Description of the task: Scan the listing and copy each line where the word "brick" is present.

Information shown:
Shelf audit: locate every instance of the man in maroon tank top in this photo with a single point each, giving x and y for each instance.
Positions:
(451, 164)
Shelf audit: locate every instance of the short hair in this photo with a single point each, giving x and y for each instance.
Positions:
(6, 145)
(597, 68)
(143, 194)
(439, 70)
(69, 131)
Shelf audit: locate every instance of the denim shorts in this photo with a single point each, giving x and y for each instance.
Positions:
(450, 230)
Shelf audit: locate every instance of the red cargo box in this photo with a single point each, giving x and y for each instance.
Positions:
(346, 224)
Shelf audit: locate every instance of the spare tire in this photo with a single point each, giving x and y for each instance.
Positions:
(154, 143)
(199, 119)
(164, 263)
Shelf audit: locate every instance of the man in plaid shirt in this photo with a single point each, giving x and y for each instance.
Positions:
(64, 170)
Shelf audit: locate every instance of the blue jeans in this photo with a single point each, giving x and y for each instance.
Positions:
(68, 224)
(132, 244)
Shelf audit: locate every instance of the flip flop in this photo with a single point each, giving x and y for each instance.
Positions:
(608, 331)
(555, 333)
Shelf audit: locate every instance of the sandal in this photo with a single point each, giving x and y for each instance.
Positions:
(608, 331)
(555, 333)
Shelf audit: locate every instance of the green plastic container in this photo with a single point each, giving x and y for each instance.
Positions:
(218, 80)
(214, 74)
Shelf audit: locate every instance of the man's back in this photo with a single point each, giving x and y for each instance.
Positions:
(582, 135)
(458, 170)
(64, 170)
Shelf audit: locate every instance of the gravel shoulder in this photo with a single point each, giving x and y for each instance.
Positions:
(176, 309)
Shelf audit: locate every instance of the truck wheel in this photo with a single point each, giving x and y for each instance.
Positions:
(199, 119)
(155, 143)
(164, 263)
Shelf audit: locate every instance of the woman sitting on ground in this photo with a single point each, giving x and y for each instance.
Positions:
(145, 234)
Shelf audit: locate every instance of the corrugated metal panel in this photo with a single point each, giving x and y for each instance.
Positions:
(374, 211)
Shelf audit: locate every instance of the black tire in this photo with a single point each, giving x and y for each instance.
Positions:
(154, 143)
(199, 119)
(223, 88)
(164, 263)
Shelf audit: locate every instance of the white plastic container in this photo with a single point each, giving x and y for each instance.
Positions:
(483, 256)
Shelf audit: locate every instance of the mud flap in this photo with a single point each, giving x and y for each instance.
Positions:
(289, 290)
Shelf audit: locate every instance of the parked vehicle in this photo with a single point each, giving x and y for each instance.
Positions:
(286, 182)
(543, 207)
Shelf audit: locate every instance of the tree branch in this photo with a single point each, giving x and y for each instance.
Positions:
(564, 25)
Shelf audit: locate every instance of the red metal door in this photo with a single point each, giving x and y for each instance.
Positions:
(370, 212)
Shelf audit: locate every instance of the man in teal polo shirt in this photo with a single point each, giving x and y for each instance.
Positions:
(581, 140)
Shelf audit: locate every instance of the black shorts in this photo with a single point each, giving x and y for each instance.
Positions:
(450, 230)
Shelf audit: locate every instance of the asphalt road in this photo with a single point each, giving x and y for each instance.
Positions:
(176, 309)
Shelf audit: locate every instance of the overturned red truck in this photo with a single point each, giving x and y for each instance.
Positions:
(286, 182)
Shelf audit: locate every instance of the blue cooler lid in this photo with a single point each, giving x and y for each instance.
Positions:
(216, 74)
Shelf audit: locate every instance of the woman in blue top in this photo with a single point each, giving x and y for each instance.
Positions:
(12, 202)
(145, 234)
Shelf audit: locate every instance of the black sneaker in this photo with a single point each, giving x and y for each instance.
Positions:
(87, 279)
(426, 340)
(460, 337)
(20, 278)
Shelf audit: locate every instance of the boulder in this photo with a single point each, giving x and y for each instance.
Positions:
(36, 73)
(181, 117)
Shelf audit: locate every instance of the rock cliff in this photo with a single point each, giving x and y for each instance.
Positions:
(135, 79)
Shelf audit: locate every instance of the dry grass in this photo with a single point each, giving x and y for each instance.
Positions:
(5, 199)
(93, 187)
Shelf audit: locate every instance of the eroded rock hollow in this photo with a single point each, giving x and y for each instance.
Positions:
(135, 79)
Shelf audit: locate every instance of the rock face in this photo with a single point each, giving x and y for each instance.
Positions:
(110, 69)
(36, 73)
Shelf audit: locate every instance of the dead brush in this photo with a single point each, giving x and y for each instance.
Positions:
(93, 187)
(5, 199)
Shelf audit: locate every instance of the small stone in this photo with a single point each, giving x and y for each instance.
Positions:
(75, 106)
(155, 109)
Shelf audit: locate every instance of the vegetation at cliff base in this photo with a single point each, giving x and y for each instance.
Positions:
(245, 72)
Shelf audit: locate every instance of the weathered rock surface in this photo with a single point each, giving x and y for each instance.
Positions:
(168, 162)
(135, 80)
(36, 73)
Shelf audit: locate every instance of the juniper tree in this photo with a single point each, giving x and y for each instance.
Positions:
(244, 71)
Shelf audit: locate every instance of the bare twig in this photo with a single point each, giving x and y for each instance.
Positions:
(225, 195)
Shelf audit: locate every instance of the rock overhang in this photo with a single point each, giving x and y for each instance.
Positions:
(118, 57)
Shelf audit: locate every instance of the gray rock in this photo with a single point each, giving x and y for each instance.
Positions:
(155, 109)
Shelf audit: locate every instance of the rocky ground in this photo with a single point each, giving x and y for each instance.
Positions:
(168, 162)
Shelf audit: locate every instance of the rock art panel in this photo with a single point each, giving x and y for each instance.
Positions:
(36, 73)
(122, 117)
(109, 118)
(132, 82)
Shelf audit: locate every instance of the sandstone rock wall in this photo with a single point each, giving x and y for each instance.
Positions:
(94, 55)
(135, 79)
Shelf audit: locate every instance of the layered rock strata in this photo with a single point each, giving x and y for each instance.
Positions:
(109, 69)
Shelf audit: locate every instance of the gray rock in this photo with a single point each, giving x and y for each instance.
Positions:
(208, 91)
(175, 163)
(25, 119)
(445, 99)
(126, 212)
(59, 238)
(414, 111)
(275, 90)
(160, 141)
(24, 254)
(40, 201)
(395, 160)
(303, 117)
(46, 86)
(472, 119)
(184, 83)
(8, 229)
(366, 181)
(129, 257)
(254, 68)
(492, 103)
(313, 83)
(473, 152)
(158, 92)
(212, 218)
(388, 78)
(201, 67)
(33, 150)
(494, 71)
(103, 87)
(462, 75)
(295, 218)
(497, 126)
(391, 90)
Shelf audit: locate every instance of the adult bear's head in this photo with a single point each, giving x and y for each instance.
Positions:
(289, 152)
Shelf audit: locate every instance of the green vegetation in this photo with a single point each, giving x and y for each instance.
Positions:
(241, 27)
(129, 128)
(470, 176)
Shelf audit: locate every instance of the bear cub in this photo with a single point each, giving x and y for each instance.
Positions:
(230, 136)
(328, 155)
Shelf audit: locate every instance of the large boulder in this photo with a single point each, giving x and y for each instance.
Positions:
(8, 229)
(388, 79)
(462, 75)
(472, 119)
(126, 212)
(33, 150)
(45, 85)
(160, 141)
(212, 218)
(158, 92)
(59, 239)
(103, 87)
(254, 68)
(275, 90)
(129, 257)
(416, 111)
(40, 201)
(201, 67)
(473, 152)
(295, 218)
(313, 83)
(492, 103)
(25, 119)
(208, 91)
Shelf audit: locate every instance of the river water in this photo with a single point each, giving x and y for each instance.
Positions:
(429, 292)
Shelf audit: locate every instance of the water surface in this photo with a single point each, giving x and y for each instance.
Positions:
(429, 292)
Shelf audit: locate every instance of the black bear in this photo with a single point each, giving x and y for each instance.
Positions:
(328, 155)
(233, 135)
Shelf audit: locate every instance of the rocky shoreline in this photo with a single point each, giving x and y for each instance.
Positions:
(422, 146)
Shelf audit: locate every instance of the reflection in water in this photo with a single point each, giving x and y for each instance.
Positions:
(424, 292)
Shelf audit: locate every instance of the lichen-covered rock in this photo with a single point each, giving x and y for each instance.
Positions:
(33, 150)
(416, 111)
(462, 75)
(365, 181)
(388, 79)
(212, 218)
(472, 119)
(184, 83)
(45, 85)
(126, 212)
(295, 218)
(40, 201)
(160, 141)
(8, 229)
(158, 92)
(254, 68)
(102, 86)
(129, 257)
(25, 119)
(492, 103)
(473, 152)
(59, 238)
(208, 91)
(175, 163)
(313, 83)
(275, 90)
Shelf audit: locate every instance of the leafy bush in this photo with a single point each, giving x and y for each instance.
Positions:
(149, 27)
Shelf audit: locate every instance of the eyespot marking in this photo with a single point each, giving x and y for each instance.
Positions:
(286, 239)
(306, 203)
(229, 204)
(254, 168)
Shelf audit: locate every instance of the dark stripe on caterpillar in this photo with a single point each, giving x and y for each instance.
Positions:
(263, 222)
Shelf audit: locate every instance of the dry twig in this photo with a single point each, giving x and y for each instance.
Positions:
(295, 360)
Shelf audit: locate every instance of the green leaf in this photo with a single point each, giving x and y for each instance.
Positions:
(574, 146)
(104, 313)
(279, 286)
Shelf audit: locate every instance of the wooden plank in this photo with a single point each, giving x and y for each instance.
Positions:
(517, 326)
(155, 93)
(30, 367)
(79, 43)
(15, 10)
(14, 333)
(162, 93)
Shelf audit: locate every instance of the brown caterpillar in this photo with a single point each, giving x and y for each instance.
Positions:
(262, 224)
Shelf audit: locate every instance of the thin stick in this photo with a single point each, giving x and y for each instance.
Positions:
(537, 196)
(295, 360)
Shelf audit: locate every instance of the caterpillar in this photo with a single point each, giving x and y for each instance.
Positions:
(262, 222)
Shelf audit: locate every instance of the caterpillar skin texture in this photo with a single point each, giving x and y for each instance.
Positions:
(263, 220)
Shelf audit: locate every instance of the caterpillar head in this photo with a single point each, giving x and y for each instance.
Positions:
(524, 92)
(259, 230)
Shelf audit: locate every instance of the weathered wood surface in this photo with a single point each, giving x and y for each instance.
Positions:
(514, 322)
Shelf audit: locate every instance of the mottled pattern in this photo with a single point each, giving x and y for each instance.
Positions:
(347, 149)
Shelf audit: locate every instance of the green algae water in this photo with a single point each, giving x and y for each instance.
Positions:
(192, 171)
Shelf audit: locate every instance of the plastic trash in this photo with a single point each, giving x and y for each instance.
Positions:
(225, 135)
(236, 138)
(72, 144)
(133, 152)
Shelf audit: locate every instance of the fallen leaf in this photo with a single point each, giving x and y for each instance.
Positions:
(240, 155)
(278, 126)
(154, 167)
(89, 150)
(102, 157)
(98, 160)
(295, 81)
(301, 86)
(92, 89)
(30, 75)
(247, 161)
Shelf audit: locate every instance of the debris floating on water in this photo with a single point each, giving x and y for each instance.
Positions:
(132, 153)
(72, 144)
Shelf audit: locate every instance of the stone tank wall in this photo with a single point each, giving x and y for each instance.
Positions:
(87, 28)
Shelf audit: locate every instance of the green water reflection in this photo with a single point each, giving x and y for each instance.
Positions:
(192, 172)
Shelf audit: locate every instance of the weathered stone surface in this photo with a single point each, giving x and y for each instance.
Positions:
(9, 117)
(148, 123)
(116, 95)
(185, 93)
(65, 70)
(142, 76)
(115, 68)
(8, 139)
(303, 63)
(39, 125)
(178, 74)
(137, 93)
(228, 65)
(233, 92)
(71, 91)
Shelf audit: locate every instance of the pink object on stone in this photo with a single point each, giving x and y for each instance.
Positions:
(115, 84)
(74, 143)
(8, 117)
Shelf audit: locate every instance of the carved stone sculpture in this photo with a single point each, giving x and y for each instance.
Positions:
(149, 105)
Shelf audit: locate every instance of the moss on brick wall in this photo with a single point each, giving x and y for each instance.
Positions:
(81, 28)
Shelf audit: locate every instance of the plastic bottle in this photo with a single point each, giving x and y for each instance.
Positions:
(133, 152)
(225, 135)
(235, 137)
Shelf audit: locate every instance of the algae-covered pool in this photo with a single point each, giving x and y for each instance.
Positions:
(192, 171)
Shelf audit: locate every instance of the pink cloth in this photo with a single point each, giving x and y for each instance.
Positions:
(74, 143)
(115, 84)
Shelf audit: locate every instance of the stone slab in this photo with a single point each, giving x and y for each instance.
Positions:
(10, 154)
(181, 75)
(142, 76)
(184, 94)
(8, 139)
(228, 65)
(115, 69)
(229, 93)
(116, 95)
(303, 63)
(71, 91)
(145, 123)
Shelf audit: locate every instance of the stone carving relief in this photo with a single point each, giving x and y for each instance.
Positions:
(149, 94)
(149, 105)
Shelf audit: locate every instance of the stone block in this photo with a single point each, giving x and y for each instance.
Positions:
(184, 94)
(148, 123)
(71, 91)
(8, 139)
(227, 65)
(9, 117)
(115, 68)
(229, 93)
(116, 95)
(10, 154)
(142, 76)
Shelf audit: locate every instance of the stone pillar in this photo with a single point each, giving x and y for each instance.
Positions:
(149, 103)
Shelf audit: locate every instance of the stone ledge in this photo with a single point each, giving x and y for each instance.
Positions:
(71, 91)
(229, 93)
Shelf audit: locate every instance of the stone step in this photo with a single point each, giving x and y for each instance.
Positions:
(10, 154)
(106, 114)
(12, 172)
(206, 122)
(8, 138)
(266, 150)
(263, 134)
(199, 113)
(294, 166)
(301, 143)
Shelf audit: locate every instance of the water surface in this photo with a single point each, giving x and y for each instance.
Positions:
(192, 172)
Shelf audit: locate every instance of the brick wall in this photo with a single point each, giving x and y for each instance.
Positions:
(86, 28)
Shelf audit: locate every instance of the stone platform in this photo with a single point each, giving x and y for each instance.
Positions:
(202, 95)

Answer for the task:
Shelf audit: locate every instance of the moss on brick wall in this photo with a single point each, giving x and y for each instance.
Shelf audit: locate every instance of the brick wall in this photo with a single point each, giving x and y for each instance.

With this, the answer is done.